NPA: A Big Win, But a Fight that Shouldn’t Have Happened
 
“This is a big win, but bittersweet for sure. Although it was NPA’s leadership that secured this victory for American consumers, the FDA could have and should have reached this decision years ago. The dietary supplement industry is under attack from all levels of government, from shortsighted organizations pushing for unnecessary and costly new federal red tape to state lawmakers who are determined to block access to supplements and raise costs for consumers and retailers, but NPA’s members had the foresight and commitment to turn the tide,” said Daniel Fabricant, PhD president and CEO of the Natural Products Association.

# [Given data]
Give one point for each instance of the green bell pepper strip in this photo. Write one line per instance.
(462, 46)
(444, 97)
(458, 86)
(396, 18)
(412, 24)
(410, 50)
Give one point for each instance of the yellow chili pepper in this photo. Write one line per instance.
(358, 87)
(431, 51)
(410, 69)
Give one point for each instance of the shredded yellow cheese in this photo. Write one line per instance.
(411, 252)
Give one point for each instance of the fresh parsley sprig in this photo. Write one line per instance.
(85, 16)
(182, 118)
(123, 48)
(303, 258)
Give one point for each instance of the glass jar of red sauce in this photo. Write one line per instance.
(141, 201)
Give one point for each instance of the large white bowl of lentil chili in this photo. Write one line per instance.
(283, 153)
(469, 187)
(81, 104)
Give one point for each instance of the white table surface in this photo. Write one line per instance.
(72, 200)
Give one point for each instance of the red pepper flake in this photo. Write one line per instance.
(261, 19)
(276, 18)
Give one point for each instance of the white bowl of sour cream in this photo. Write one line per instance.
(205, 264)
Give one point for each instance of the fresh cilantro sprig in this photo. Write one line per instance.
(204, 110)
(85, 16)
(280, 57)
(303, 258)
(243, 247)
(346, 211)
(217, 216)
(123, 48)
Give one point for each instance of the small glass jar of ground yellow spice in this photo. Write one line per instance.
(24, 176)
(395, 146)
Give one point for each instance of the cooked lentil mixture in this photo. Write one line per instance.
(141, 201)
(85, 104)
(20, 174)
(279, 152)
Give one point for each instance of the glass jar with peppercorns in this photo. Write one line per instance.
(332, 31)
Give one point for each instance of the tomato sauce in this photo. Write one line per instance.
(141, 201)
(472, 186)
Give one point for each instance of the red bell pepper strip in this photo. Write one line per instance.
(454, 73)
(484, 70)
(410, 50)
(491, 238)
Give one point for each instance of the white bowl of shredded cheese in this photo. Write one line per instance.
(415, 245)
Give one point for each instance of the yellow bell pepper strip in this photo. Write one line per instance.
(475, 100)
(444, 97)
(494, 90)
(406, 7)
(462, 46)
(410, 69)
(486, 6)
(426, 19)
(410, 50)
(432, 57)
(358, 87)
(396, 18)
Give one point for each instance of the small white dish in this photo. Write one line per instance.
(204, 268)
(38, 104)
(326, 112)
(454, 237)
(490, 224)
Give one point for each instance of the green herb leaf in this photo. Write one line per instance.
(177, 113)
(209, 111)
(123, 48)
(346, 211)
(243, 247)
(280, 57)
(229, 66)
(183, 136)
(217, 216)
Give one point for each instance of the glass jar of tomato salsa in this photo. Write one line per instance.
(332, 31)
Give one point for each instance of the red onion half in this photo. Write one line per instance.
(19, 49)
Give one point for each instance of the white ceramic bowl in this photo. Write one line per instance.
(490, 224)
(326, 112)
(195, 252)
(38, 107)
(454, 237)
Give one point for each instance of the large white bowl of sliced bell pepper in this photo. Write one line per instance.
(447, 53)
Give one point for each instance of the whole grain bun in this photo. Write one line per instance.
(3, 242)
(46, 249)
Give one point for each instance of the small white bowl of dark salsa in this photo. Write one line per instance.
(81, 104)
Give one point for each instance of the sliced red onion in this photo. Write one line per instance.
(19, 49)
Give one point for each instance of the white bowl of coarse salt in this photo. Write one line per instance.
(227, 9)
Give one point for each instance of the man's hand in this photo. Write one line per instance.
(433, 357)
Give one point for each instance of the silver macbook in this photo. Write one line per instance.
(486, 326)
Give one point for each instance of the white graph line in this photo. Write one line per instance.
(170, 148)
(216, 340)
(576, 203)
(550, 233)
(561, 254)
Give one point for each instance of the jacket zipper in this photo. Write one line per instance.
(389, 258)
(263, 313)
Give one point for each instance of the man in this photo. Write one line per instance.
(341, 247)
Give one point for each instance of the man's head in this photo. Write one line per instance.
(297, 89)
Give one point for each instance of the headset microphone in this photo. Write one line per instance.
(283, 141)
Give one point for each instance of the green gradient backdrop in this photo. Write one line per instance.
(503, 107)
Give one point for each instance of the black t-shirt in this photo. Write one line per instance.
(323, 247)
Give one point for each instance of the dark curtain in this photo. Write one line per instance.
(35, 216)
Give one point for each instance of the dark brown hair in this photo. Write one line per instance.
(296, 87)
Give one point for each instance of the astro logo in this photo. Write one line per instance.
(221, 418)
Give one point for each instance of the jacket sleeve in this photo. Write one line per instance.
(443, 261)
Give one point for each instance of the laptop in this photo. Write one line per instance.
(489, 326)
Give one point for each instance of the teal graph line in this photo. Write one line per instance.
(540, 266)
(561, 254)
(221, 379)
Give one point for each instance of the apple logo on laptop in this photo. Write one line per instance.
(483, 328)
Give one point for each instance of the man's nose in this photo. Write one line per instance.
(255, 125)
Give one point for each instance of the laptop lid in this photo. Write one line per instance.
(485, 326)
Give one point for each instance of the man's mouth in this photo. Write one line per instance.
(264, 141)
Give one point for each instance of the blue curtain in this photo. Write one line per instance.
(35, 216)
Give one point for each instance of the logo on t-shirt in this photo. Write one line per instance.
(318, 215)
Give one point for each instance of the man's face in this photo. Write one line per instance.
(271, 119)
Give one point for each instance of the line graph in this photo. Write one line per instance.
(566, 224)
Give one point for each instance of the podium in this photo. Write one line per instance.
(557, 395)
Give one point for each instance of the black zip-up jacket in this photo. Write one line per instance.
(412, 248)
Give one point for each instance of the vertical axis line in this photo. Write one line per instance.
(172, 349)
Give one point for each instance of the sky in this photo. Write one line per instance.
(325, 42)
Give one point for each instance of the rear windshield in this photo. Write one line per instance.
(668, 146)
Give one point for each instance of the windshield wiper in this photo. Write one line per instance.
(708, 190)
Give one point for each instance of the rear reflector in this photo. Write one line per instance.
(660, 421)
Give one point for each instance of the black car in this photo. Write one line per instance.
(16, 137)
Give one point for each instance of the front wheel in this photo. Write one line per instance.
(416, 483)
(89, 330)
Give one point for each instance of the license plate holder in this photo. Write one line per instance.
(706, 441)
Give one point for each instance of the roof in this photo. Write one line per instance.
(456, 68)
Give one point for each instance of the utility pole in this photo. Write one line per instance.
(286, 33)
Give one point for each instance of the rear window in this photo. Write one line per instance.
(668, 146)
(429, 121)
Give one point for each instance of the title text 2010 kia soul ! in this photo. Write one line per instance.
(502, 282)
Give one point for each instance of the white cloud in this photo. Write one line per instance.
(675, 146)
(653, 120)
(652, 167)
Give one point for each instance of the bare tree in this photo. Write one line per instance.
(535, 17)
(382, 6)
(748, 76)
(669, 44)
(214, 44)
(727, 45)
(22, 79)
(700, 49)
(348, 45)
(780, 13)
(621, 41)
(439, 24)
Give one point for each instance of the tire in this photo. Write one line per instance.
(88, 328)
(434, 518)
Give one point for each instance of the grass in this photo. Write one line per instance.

# [Questions to answer]
- 1) In the NPA statement, what positions does Daniel Fabricant hold at the Natural Products Association?
- 2) Reproduce word for word the part of the NPA statement that opens with the words containing "NPA: A Big Win, But" and closes with "Natural Products Association.".
- 3) Write the next part of the NPA statement, picking up after its final sentence.
The material has no connection to the NPA statement.

# [Solved problems]
- 1) He is president and CEO of the Natural Products Association.

- 2)
NPA: A Big Win, But a Fight that Shouldn’t Have Happened
 
“This is a big win, but bittersweet for sure. Although it was NPA’s leadership that secured this victory for American consumers, the FDA could have and should have reached this decision years ago. The dietary supplement industry is under attack from all levels of government, from shortsighted organizations pushing for unnecessary and costly new federal red tape to state lawmakers who are determined to block access to supplements and raise costs for consumers and retailers, but NPA’s members had the foresight and commitment to turn the tide,” said Daniel Fabricant, PhD president and CEO of the Natural Products Association.

- 3)
“Citizens petitions and lawsuits are extreme measures and should be the rare exception, not the rule. The industry experienced significant economic harm as a direct result of the Agency’s years long and inexplicable delays on NAC, but thankfully our actions held FDA accountable and forced their hand on issuing final guidance. We hope this is a teachable moment for the agency that expedites resolution on any remaining issues on NAC with FDA and that basic regulatory obligations in the future are handled in the timely and professional manner befitting of the world’s gold standard.”
 
CRN: FDA’s Interpretation of Drug Preclusion is Wrong

 
Throughout the NAC ordeal, CRN has argued that in DSHEA, the intent of the legislation was to protect the regulatory status of any supplement that was legally marketed before its passage in 1994, rendering those supplements immune from the “drug preclusion” clause (even if the ingredient may have been approved as a drug prior). Put simply, the organization contends that dietary supplement ingredients on the market prior to the legislation’s passage are not implicated in drug preclusion.
 
“CRN appreciates FDA providing this final enforcement discretion, but CRN continues to disagree with FDA’s interpretation of the drug preclusion clause that led to the need for this policy in the first place.  Drug preclusion should not apply to NAC,” said Megan Olsen, CRN’s senior vice president and general counsel.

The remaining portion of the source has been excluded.